Exercise instructions |
Copy the stretch from the start of the lines through the line containing "[[[0,191],[256,191],[255,106],[126,90],[1,98]]]", requests included, and add 86 to every polygon coordinate in the answers. Leave the pictures out.
**********
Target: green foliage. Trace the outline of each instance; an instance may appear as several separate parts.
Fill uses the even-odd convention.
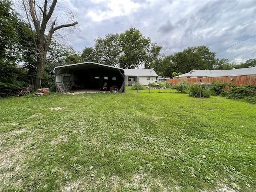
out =
[[[170,83],[170,82],[168,82],[168,81],[166,81],[165,82],[165,83],[164,84],[164,86],[166,88],[169,88],[171,87],[171,83]]]
[[[173,86],[178,93],[187,93],[188,91],[189,85],[185,80],[182,80]]]
[[[178,75],[181,75],[182,73],[180,72],[179,72],[178,73],[176,73],[176,72],[172,72],[172,76],[173,77],[175,77],[175,76],[178,76]]]
[[[104,39],[99,37],[94,40],[94,49],[100,63],[118,66],[118,58],[121,53],[119,38],[117,33],[109,34]]]
[[[14,95],[22,87],[28,85],[26,71],[18,68],[21,60],[20,39],[16,26],[24,23],[17,18],[9,1],[0,1],[0,73],[1,97]]]
[[[209,98],[210,96],[209,86],[206,84],[192,84],[189,87],[188,96],[193,97]]]
[[[81,54],[82,58],[85,62],[99,62],[99,58],[95,50],[93,47],[85,47]]]
[[[0,191],[256,191],[255,106],[126,90],[1,98]]]
[[[224,90],[225,86],[230,84],[220,81],[214,81],[211,82],[211,95],[219,95]]]
[[[151,40],[144,37],[140,31],[131,28],[119,36],[122,54],[119,59],[120,67],[125,69],[138,68],[147,60],[147,53]]]
[[[137,82],[135,82],[132,86],[131,88],[131,89],[136,89],[138,90],[138,83]],[[139,83],[139,90],[142,90],[144,89],[144,86],[143,86],[142,84]]]
[[[256,67],[256,58],[250,59],[244,63],[241,63],[238,68],[246,68],[249,67]]]
[[[250,103],[256,104],[256,86],[251,84],[242,87],[233,86],[220,95],[228,99],[242,99]]]

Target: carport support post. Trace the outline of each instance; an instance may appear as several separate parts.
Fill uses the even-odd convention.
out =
**********
Finished answer |
Target: green foliage. Trace the outline of each instance; an instance may appear as several separate parts.
Fill uses the even-odd convention.
out =
[[[256,169],[256,168],[254,168],[254,167],[252,167],[251,168],[251,169],[250,170],[250,172],[252,174],[255,174],[257,173],[257,169]]]
[[[259,172],[264,179],[273,179],[274,177],[275,171],[271,166],[268,166]]]
[[[264,161],[267,161],[268,159],[266,158],[265,158],[264,159],[262,159],[262,158],[258,158],[258,162],[259,163],[261,163],[261,162],[264,162]]]
[[[190,125],[185,123],[180,126],[180,135],[186,149],[204,152],[204,144],[207,139],[205,124],[203,119],[195,120]]]
[[[100,181],[108,173],[114,171],[112,157],[104,154],[107,146],[106,125],[102,112],[110,109],[103,104],[95,87],[86,87],[86,159],[87,183]]]
[[[295,184],[296,182],[295,172],[292,170],[278,170],[275,173],[274,182],[279,183]]]
[[[167,140],[168,144],[171,148],[185,148],[185,144],[181,136],[179,133],[171,133]]]
[[[86,277],[342,277],[341,192],[212,176],[87,184]]]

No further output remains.